==== Passage shown

Picon Punch at Louis’ Basque Corner in Reno (image: David Calvert)
The first thing you do after gulping down a Picon Punch is order another. A 19th-century concoction made with the bitter French digestif Amer Picon (as well as grenadine, brandy and soda water), the Picon Punch is known for its potency. Most versions of Picon are 80 proof, effectively turning the drink into a polarizing source of joy or intense bitterness, depending on how strong you like your libations. Louis Erreguible, the founder of Louis’ Basque Corner in Reno, says it best: “The first two [drinks you’ll have] are the Picon. The third one is the Punch.”
Over the years, the Picon Punch has come to be known as the signature cocktail of America’s Basque population, many of whom reside in Reno. But don’t let this regional popularity fool you. To discover the source of this drink, you must follow the history of its core ingredient: the spicy orange-laced Amer Picon digestive first made in Algeria.
Louis’ Basque Corner (image: David Calvert)
In 1837, an Italian named Gaëtan Picon, who was enlisted in the French army, collected local herbs including quinine, cinchona and gentian to create the original 78-proof Amer Picon liqueur. It remained under the radar until a shortage of absinthe in France inspired the government to seek out potential replacements. Amer Picon was suddenly at the forefront of everyone’s minds, so much so that Gaëtan began selling it in the newly formed American colonies.

========
==== Dataset extract

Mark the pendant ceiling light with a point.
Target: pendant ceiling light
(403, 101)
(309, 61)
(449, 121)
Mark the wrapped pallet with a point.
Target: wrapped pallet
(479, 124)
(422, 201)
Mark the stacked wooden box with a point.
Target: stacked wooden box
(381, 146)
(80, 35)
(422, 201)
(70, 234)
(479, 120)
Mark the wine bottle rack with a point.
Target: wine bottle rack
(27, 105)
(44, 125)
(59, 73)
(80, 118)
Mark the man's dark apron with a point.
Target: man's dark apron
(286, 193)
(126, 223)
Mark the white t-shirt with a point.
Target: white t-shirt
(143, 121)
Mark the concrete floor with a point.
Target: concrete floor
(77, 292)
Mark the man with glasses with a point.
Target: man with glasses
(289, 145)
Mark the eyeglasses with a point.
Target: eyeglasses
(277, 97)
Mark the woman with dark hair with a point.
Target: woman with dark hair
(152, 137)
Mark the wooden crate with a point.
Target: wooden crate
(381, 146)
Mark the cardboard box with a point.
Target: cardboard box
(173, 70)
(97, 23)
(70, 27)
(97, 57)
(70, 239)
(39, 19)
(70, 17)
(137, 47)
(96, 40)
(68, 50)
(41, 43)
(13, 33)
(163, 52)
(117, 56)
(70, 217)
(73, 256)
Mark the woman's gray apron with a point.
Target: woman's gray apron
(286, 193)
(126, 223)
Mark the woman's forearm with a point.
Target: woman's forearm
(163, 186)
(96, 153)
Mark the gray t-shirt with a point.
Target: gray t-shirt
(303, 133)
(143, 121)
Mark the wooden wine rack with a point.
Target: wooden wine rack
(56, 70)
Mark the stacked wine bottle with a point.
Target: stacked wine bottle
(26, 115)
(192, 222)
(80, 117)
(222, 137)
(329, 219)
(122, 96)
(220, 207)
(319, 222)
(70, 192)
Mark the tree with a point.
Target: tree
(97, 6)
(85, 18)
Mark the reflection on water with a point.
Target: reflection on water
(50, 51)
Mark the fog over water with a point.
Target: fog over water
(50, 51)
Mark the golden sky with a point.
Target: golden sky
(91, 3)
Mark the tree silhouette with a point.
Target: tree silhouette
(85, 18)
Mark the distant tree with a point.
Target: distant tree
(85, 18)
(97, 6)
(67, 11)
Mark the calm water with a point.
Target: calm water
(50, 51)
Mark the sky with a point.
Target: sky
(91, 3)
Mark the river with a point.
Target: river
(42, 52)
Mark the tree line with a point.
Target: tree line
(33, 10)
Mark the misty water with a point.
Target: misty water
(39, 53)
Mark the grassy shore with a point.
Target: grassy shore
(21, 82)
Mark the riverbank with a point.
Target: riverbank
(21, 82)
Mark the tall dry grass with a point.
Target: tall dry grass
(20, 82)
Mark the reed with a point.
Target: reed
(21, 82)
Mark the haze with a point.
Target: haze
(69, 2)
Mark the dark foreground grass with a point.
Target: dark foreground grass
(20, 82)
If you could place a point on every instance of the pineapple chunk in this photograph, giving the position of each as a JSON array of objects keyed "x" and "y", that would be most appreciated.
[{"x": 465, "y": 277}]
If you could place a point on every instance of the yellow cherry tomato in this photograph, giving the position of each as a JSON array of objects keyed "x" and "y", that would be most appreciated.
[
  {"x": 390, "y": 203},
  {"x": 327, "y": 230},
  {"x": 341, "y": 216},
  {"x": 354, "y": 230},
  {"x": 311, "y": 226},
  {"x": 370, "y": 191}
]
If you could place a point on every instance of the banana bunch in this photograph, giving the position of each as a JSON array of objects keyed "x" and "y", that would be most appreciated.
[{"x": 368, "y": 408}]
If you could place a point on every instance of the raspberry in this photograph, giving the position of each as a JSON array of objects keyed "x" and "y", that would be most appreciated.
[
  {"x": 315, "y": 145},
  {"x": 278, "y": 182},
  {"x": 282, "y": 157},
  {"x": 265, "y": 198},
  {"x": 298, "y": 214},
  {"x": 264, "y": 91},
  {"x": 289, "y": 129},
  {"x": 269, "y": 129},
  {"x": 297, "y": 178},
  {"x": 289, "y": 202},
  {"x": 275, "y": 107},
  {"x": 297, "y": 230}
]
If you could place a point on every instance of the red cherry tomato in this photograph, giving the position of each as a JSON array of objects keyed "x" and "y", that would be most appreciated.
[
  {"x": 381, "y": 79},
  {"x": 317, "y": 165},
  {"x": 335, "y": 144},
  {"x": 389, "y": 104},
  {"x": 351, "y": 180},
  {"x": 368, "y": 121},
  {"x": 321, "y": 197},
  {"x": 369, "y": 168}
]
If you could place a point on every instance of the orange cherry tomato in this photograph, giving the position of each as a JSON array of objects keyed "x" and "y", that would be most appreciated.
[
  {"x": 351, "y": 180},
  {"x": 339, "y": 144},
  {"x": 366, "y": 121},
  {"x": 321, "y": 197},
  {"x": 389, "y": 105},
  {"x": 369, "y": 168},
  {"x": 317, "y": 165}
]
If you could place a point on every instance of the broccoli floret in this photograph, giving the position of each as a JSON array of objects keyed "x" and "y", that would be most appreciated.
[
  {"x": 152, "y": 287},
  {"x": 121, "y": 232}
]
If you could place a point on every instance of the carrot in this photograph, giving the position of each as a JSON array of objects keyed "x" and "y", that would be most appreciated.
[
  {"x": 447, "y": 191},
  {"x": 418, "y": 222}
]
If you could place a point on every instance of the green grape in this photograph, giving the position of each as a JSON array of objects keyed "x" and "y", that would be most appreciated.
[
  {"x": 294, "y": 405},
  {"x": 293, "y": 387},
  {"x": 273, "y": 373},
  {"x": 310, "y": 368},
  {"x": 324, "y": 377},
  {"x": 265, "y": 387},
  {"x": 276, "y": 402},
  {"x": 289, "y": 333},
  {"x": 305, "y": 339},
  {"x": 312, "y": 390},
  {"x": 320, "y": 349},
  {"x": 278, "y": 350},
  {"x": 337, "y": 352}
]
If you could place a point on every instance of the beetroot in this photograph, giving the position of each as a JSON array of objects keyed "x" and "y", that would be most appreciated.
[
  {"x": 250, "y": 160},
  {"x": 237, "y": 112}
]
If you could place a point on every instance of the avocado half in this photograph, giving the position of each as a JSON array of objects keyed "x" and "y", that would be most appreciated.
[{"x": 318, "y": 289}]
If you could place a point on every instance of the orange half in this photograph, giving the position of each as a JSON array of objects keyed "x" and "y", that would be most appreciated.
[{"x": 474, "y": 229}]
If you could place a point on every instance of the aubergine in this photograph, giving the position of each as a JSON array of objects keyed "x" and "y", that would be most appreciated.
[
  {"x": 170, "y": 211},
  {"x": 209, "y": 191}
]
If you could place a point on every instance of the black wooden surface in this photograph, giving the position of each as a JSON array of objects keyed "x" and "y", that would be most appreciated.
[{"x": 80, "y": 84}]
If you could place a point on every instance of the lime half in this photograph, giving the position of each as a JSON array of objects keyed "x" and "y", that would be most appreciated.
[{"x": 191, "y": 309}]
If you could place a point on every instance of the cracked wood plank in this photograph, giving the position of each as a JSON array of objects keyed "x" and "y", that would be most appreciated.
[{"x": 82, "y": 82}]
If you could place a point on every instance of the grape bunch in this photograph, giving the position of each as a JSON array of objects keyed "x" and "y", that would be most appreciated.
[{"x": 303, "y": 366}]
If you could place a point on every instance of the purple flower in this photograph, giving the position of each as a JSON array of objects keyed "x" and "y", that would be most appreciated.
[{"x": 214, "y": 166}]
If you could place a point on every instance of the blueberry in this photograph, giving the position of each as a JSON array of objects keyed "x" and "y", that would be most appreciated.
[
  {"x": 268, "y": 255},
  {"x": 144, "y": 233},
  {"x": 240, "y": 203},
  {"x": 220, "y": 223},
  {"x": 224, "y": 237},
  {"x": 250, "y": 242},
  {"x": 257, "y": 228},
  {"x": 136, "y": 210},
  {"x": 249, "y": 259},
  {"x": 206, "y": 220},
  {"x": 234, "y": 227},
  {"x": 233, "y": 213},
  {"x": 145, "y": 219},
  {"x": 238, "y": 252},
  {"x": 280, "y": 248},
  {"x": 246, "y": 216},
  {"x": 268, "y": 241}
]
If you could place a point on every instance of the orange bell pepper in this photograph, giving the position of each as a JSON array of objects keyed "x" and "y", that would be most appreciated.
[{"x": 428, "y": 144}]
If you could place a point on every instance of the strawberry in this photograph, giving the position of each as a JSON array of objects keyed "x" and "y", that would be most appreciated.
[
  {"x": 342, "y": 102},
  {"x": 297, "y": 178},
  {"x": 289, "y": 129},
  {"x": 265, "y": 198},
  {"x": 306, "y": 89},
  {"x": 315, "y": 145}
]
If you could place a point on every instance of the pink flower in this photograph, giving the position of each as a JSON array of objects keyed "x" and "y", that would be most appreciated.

========

» Prompt A
Please mark each statement yes or no according to the Picon Punch passage, quoting the words that decide it: (i) Amer Picon was first made in Algeria; (ii) Gaëtan Picon was enlisted in the Italian army; (iii) the original Amer Picon liqueur was 80 proof.
» Prompt B
According to the Picon Punch passage, who founded Louis' Basque Corner in Reno?

» Exercise output A
(i) Yes: "the spicy orange-laced Amer Picon digestive first made in Algeria"
(ii) No: "an Italian named Gaëtan Picon, who was enlisted in the French army"
(iii) No: "to create the original 78-proof Amer Picon liqueur"

» Exercise output B
Louis Erreguible